* [Given exercise]
Provide an exact copy of the data, excluding the images.

* [Information supplied]
^^^^

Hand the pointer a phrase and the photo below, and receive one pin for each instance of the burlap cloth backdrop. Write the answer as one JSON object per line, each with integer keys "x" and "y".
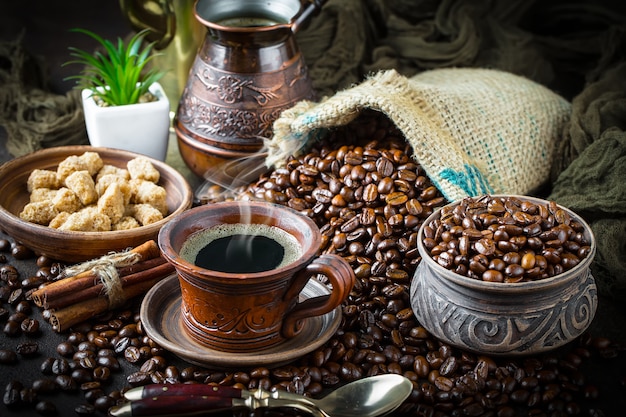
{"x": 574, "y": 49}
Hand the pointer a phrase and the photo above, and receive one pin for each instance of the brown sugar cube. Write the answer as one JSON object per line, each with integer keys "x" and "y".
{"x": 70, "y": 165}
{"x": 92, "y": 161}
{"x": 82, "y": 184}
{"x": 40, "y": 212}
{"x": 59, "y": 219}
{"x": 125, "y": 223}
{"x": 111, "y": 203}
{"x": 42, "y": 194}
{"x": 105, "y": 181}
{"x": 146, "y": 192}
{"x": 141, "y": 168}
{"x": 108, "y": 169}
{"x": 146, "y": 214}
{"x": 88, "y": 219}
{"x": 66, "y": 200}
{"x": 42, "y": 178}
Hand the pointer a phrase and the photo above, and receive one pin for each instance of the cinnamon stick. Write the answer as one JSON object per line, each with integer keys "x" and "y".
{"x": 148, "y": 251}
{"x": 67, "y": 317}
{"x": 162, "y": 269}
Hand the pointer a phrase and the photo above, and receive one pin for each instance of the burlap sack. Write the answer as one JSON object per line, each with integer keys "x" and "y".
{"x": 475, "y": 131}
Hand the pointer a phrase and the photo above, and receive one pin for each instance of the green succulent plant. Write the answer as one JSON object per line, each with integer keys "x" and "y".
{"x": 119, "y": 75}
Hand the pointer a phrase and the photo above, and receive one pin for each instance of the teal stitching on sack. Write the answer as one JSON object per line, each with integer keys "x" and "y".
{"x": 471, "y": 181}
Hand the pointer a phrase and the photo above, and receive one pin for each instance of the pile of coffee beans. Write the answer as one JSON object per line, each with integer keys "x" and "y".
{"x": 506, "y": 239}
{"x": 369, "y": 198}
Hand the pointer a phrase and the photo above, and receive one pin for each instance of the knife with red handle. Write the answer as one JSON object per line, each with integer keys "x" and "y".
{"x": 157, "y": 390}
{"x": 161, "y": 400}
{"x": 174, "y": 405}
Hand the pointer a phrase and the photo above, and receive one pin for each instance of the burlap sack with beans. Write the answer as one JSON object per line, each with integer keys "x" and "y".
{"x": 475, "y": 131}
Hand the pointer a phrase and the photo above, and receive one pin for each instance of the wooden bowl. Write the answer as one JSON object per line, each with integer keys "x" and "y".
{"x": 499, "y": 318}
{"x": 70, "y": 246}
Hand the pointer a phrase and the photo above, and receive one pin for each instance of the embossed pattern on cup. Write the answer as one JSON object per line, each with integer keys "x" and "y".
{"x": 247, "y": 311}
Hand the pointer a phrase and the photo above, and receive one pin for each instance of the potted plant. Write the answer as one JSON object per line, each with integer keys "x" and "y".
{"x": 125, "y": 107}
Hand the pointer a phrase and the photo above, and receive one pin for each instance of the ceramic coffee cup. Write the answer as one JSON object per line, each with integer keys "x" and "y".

^^^^

* [Written response]
Hand the pointer a phrase and the photo below, and receive one pin for each instance of the burlap cloth backdrop. Write the answer as one JSON object per line, each with integer keys "x" and "y".
{"x": 574, "y": 49}
Hand the pointer a phrase and the photo above, and receive one pin for each instance of the brown sugar cube. Write the answer as one JSON object per line, each with integer keys "x" and "y".
{"x": 70, "y": 165}
{"x": 92, "y": 161}
{"x": 82, "y": 184}
{"x": 40, "y": 212}
{"x": 59, "y": 219}
{"x": 125, "y": 223}
{"x": 111, "y": 203}
{"x": 42, "y": 194}
{"x": 105, "y": 181}
{"x": 146, "y": 192}
{"x": 141, "y": 168}
{"x": 108, "y": 169}
{"x": 146, "y": 214}
{"x": 88, "y": 219}
{"x": 66, "y": 200}
{"x": 42, "y": 178}
Hand the pointer a phrase and the photo above, and receive one pin for each instance of the cinnamon stick. Write the answer as one JSON object per line, each with integer keys "x" and "y".
{"x": 148, "y": 251}
{"x": 67, "y": 317}
{"x": 162, "y": 269}
Hand the pointer a phrase and the photo above, and receive one pin for each instance of the burlap sack. Write the answer as one JSON object per line, each with integer keys "x" and "y".
{"x": 475, "y": 131}
Hand the pointer a phrase and the photo above, and receive one pin for each instance of the green succulent plant. Write the answer as one JSON object per line, each with integer keys "x" and "y".
{"x": 119, "y": 75}
Hand the pointer a phrase and the photo above, and receive one pin for each instance of the teal stitching on sack. Write the answer as one JSON object per line, each with integer keys "x" and "y".
{"x": 471, "y": 181}
Hand the pointer a phrase and the photo above, and receive one pin for each instance of the pile of coffee beans. Write the answer as one JSON object per line, each with integer keys "x" and "y".
{"x": 506, "y": 239}
{"x": 369, "y": 198}
Hand the pointer a phrase and the photo above, and receive one pin for each instance of the knife with red handle. Write the answer as one JSON object per line, each with integer keys "x" and "y".
{"x": 157, "y": 390}
{"x": 161, "y": 400}
{"x": 174, "y": 405}
Hand the pointer a phrase and the photo above, and receive one pin for each instance of the burlap sack with beans. Write the answer as one JSON object per line, each with integer keys "x" and "y".
{"x": 475, "y": 131}
Hand the pointer a phrase and the photo above, and receive one pin for each instance of the wooden bowl. Write the answer as one JSON object per line, each with integer keys "x" and "y".
{"x": 499, "y": 318}
{"x": 70, "y": 246}
Hand the pointer a phrase and the photo above, and receive one pin for each instance of the embossed pattern on cup. Write the answer as one JSON object per line, each with integer keys "x" and "y".
{"x": 247, "y": 311}
Hand the pointer a phrase and the photo above, and receive one pin for each instance of the potted plant. Write the answer as one JSON object per line, each with integer keys "x" and "y".
{"x": 125, "y": 107}
Hand the pointer a phrase and the photo above, and receive one pin for each instance of the ceramic coffee cup. Write the answer as one JSON object per line, each with integer keys "x" and "y".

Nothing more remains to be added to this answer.